Texte donné —
|---|
La part des immatriculations de véhicules électriques chinois dans l’UE est passée de 3,5 % en 2020 à 21,9 % en 2022, et pourrait atteindre 27,2 % d’ici à mi-2024. Dans le même temps, la part de marché de l’industrie européenne a chuté de 68,9 % à 59,9 %. « La transition vers les véhicules électriques a commencé à être entravée, créant une menace de préjudice important pour l’industrie de l’Union qui est clairement prévisible et imminente », souligne un haut fonctionnaire de la Commission européenne.
|---|
Énoncé — D'après le texte donné, à combien s'élevait la part des immatriculations de véhicules électriques chinois dans l'UE en 2022 ?
|---|
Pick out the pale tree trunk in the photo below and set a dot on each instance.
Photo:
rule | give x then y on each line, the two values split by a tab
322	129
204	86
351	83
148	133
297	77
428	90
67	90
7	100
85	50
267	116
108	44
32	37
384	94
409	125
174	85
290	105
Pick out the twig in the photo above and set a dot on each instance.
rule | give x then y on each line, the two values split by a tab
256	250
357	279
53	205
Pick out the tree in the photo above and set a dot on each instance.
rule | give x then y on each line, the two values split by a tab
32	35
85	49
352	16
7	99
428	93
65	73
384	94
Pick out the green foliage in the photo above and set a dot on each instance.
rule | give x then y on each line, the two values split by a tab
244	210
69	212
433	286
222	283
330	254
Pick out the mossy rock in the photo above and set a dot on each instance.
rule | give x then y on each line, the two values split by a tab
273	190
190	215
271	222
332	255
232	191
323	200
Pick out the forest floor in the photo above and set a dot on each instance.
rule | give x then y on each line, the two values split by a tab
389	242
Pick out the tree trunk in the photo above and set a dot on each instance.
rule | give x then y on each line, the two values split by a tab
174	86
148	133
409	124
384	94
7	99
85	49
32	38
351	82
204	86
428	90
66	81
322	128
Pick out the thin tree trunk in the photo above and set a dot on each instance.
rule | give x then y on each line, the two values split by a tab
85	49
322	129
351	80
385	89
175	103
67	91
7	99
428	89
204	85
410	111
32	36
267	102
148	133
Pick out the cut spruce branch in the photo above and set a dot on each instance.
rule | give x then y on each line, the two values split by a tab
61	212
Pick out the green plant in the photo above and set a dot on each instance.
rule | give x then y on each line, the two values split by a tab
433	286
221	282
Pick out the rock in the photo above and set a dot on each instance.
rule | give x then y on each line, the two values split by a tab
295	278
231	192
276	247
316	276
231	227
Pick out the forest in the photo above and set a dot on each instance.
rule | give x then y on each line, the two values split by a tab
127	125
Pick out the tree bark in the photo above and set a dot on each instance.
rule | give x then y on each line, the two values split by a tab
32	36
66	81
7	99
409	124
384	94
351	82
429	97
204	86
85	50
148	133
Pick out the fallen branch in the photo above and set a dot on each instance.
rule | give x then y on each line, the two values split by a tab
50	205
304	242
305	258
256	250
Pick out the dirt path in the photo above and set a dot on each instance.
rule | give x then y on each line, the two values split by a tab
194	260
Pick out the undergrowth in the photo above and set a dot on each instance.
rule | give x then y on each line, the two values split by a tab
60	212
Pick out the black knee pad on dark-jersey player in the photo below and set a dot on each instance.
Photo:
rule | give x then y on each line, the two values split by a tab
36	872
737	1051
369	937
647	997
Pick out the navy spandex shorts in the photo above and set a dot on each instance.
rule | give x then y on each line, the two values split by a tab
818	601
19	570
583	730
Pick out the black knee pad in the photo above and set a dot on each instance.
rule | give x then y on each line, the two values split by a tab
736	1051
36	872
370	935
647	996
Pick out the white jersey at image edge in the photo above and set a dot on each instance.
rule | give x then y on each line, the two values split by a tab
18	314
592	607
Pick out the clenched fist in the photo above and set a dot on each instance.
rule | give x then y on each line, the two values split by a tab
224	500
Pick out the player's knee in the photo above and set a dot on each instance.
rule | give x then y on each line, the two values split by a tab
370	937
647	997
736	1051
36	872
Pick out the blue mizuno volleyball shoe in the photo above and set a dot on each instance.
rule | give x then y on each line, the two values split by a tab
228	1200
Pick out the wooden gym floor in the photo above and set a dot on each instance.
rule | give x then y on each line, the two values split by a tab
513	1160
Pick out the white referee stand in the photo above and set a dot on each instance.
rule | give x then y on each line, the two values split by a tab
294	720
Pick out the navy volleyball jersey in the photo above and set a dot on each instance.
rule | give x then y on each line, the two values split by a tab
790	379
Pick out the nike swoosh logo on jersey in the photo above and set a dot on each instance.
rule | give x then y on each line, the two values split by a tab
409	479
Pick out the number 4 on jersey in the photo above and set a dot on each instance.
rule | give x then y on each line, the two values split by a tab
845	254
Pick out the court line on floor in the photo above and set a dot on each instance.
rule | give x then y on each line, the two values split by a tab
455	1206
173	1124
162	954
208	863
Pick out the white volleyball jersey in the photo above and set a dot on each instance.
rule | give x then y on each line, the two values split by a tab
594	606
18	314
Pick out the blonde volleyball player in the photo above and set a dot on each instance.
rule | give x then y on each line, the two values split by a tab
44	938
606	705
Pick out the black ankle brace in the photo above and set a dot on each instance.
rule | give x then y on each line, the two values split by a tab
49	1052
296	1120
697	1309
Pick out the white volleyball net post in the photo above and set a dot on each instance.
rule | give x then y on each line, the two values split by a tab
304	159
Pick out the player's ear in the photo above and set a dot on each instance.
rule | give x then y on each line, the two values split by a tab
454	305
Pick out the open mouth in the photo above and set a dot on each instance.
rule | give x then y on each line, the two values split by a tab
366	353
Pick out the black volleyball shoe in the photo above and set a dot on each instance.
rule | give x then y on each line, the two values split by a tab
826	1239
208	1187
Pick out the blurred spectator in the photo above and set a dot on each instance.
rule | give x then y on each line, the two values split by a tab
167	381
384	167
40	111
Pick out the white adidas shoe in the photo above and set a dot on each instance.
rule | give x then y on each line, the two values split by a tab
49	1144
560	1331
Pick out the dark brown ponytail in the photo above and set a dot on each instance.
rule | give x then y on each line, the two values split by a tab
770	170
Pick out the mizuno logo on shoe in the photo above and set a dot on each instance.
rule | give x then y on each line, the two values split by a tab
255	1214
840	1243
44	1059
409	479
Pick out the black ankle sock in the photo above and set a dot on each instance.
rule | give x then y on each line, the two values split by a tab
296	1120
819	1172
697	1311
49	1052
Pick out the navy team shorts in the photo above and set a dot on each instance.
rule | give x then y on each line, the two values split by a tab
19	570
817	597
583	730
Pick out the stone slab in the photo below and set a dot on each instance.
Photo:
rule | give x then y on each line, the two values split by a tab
|---|
Réponse — Elle s'élevait à 21,9 %.